**DATA LISTING:**

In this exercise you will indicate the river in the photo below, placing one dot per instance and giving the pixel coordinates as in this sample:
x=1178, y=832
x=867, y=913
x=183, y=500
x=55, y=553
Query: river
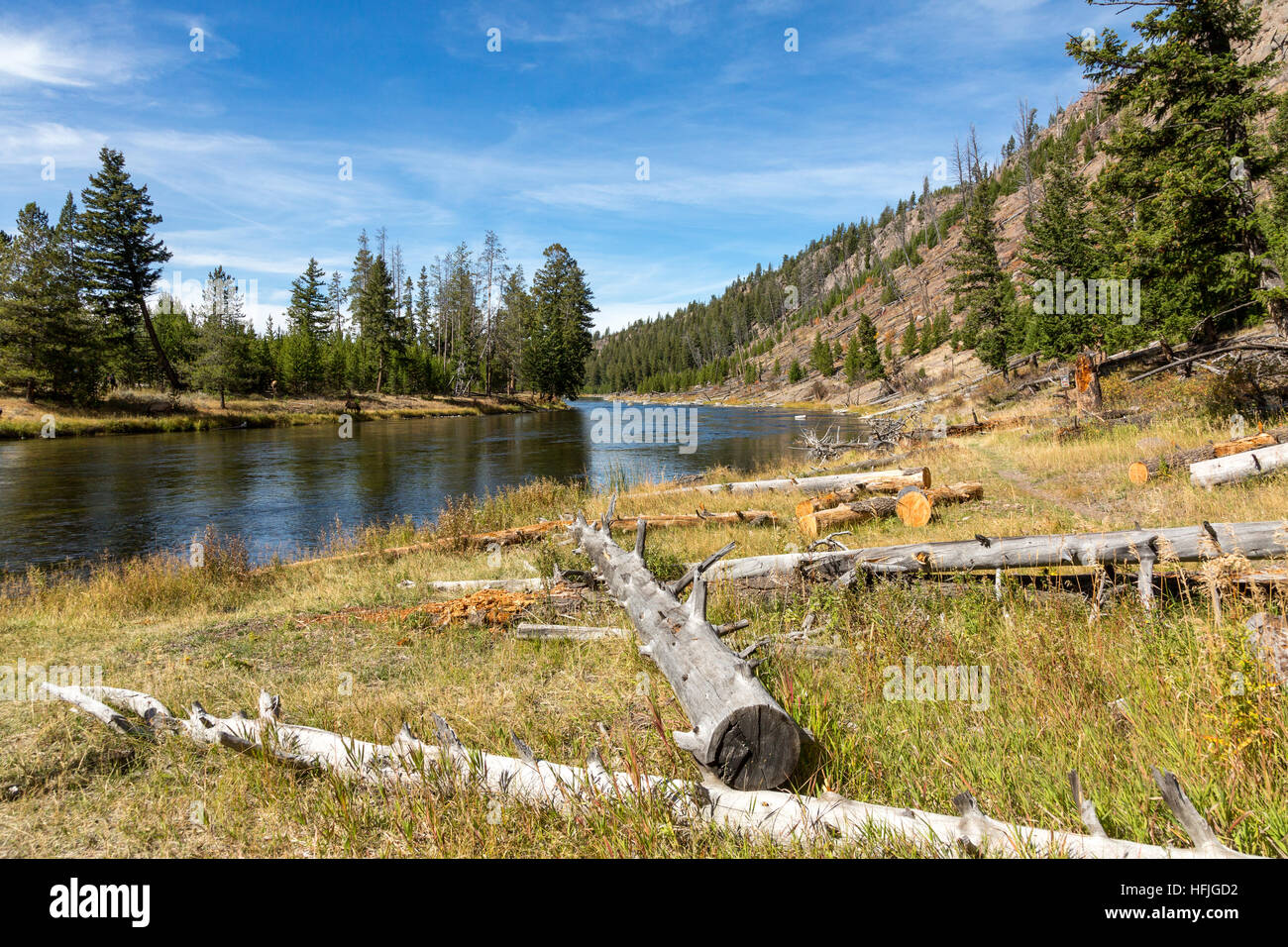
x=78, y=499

--

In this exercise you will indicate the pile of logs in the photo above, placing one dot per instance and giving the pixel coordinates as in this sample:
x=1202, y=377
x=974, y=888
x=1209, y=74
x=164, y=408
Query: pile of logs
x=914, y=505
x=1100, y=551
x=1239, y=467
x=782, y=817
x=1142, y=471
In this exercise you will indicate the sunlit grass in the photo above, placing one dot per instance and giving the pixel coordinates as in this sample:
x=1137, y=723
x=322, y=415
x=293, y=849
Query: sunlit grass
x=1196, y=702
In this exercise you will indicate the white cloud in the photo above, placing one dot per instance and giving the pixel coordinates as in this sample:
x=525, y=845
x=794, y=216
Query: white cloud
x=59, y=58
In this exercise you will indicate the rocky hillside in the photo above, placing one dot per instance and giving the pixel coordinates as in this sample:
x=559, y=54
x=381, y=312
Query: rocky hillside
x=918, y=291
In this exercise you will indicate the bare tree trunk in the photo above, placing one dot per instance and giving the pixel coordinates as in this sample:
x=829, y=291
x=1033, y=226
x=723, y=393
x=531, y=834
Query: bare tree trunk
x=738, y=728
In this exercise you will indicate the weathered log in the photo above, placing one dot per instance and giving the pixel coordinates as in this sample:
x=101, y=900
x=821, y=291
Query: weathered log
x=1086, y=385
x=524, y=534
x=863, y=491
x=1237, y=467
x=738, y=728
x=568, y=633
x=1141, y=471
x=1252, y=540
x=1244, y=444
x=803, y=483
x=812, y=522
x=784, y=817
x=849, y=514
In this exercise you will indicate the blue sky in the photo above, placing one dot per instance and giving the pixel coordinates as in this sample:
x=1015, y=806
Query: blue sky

**STATED EXERCISE:** Rewrite the stretch of the records that opens with the line containing "In this exercise you will indicate the river" and closes with the line containing "x=78, y=499" as a Markdown table with the columns Row and Line, numbering each row and skipping blank lines. Omit the pictures.

**OUTPUT OF THE TASK:**
| Row | Line |
|---|---|
| 1 | In this exercise you will indicate the river in the photo below, placing one dot per instance and giving the pixel coordinates as in this sample: |
| 2 | x=1178, y=832 |
| 3 | x=867, y=913 |
| 4 | x=183, y=500 |
| 5 | x=55, y=553 |
| 6 | Query: river |
| 7 | x=78, y=499 |